Your objective: Will you output the entries below exactly, skipping every image they contain?
═════ Exercise material
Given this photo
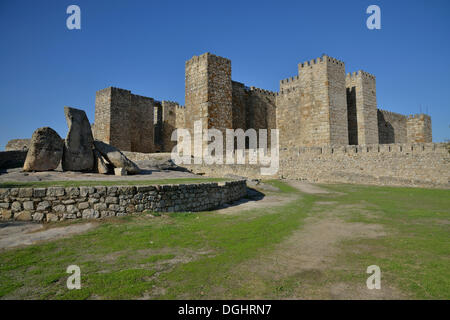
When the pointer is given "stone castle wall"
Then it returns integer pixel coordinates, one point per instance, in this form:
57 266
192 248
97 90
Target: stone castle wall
320 106
124 120
391 127
415 165
418 128
361 108
59 203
══════════
Answer below:
Given this photo
When the pointer is given "stone castle wall"
Then it returns integer pixel coordinates, one point per instance, in this form:
57 266
192 248
97 90
Target: stone castle wall
320 106
124 120
391 127
415 165
418 128
361 108
59 203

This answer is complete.